In the field of immunotherapy drug development, B7H3 (also known as CD276) has become a hot target due to its high expression in various solid tumors as an emerging immune checkpoint molecule. However, antibodies or CAR-T cells targeting B7H3 often face major hurdles in preclinical research: on-target/off-tumor toxicity caused by low-level expression in normal tissues, and antibody cross-reactivity/off-target binding. Kyinno Biotechnology has developed a 293T-B7H3-KO cell line using CRISPR gene editing technology, which is now a critical tool to tackle these challenges and provides “nuclear-level precision” to the MPSA-AB5000 off-target screening platform.
I. The Two Major “Roadblocks” in B7H3 Drug Development
B7H3 promotes tumor immune evasion by suppressing T-cell activity within the tumor microenvironment, but its low-level expression in normal tissues (such as placenta, testes, and brain endothelial cells) poses unique challenges for drug development:
On-target/off-tumor toxicity: B7H3-targeting bispecific antibodies (BsAbs) or ADCs may attack normal cells expressing low levels of B7H3, causing nonspecific toxicity. Some studies have shown that B7H3 bispecific therapy can lead to adverse events such as skin rashes, though the exact mechanisms remain unclear. Based on its expression in fibroblasts and some normal tissues, researchers speculate these toxicities may be linked to nonspecific T-cell activation, though direct evidence is still lacking.

- Problem details -
Extend the piece on B7H3 drug development, starting right after its final sentence.

Records taken from a collection
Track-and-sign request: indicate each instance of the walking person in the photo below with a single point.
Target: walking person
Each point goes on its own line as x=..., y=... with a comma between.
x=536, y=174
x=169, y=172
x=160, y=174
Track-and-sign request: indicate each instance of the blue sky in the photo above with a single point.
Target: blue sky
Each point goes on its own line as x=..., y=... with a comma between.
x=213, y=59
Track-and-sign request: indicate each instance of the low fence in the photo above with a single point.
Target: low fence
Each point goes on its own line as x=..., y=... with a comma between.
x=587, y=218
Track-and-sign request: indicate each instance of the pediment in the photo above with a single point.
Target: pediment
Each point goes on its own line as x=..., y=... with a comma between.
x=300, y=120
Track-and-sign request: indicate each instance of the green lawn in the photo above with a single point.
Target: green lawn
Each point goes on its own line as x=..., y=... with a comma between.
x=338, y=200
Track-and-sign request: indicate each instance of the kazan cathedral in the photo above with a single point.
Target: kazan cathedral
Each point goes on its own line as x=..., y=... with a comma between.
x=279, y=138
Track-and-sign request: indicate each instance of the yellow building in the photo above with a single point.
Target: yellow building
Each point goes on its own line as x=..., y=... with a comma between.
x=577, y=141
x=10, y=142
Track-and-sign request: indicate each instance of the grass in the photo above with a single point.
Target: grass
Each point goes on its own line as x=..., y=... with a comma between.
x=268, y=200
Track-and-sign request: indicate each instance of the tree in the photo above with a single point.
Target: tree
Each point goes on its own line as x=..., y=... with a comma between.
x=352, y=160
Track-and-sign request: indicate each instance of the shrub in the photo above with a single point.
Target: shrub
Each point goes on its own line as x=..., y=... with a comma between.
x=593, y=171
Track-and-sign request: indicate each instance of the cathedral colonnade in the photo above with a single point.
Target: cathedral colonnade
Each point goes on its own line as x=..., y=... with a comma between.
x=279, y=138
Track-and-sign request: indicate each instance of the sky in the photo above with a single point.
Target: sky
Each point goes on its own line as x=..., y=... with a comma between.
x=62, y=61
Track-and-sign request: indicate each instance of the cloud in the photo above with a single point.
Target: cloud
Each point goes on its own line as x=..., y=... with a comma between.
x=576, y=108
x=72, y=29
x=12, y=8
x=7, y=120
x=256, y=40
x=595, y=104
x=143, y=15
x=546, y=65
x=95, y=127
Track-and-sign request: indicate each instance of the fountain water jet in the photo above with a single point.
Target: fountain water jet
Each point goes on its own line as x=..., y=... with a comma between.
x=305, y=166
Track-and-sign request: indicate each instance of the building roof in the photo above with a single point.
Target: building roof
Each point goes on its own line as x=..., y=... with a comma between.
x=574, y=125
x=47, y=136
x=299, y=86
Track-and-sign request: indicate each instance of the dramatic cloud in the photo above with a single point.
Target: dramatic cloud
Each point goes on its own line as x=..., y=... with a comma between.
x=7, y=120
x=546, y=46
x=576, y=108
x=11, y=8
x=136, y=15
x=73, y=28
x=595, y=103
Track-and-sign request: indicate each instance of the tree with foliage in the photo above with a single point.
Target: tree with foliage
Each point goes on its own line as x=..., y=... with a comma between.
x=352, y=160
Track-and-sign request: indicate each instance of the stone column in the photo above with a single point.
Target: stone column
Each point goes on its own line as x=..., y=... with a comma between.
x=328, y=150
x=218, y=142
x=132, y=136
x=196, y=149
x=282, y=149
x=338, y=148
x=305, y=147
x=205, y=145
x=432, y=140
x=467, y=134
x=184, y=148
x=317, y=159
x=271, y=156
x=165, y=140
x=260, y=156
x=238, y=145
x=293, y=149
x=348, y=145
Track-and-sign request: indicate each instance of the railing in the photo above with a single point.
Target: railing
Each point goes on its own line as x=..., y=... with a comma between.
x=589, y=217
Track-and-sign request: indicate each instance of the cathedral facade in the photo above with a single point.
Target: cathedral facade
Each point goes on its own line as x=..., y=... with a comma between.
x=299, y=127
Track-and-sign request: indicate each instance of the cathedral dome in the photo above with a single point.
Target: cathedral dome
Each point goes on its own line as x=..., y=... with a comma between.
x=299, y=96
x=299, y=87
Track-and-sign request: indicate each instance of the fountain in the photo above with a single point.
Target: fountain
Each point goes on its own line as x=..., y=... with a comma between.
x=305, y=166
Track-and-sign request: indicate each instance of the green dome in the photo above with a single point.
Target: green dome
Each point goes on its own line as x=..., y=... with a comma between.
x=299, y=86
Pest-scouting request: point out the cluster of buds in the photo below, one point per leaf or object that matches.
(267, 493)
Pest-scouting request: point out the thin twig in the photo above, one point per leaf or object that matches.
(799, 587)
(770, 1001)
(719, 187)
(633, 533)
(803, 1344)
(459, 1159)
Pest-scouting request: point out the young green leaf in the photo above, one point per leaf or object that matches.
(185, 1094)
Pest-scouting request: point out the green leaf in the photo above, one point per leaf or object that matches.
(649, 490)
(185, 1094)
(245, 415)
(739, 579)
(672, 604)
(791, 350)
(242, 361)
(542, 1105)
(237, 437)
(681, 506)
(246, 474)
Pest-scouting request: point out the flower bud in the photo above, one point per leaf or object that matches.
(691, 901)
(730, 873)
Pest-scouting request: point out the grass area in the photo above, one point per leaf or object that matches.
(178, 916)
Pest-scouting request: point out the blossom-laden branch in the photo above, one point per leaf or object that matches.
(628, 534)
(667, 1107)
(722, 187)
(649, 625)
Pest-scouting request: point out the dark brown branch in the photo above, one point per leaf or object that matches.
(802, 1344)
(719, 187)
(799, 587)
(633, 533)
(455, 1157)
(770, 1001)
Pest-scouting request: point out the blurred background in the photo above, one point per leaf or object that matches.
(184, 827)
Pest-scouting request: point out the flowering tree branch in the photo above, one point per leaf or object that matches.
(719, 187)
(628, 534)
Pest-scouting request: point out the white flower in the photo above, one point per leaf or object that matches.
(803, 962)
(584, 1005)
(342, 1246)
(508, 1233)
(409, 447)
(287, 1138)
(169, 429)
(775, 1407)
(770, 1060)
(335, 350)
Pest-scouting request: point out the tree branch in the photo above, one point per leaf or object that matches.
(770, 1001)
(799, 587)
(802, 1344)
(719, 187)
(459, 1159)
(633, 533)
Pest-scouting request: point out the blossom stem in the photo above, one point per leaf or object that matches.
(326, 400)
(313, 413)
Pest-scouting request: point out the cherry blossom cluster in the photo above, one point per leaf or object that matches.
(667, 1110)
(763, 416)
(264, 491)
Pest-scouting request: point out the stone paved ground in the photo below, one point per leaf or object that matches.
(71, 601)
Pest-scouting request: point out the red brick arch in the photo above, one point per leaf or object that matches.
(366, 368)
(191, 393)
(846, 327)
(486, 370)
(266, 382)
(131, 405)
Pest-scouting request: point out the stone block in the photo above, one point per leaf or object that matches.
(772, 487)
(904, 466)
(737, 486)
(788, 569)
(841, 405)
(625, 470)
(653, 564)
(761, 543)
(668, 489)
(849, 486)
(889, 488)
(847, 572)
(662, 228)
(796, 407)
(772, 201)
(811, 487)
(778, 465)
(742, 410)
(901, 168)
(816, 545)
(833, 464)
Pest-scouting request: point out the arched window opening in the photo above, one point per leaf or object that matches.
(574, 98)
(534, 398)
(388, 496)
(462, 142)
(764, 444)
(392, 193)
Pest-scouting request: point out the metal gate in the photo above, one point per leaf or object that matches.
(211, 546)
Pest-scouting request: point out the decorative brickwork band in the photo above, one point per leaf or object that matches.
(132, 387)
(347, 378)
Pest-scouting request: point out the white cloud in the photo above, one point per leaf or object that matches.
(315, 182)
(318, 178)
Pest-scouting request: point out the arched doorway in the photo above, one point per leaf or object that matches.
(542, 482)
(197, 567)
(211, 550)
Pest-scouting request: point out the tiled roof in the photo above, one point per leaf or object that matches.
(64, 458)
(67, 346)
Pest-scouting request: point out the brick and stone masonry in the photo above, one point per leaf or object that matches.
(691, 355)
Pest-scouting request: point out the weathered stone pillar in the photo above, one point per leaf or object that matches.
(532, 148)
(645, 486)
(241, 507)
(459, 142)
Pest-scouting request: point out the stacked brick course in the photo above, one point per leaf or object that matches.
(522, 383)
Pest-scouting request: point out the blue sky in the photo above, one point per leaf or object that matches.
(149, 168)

- Output below -
Cross-reactivity risk: Because B7H3 shares structural homology with other members of the B7 family (such as B7H1 and B7H4), some antibodies may cross-bind, potentially leading to immune dysregulation.
II. Targeting the Bystander Effect: Supporting ADC Drug Development
In vitro cytotoxicity experiments using 293T-B7H3-KO and wild-type 293T-B7H3 cells create the “perfect control”:
Experimental design: ADC drugs are co-cultured with cells expressing different levels of B7H3. Cytotoxicity is measured via flow cytometry. Killing activity against wild-type cells reflects “specific targeting activity,” while killing of KO cells directly reveals the “bystander effect” (non–B7H3-dependent cytotoxicity).
Data example: Kyinno Biotechnology’s gene-edited cells have already supported a B7H3×PD-L1 bispecific antibody study. Results showed ~20% killing in the co-culture group, while KO cells and isotype controls had bystander effects below 5%.
Empowering the MPSA-AB5000 Platform: Making Off-Target Signals “Unhideable”
The MPSA-AB5000 platform’s core advantage is its ability to capture weak binding signals, while the 293T-B7H3-KO cell line acts as a “cleaner” to eliminate background noise.
Off-target screening logic: When testing B7H3 antibodies, wild-type cell signals represent “specific binding + nonspecific binding,” while KO cell signals represent only “nonspecific binding.” The difference between the two is the true targeting activity.
For example, B7H3 and B7H4 share 37% sequence homology, making cross-reactivity difficult to distinguish with traditional methods. However, combining KO cells with the MPSA-AB5000 platform reduces experimental background noise. In one case, a candidate antibody showed high background specificity in conventional tests, but KO cell verification revealed potential cross-reactivity risks and prevented overlooked hazards in further drug development.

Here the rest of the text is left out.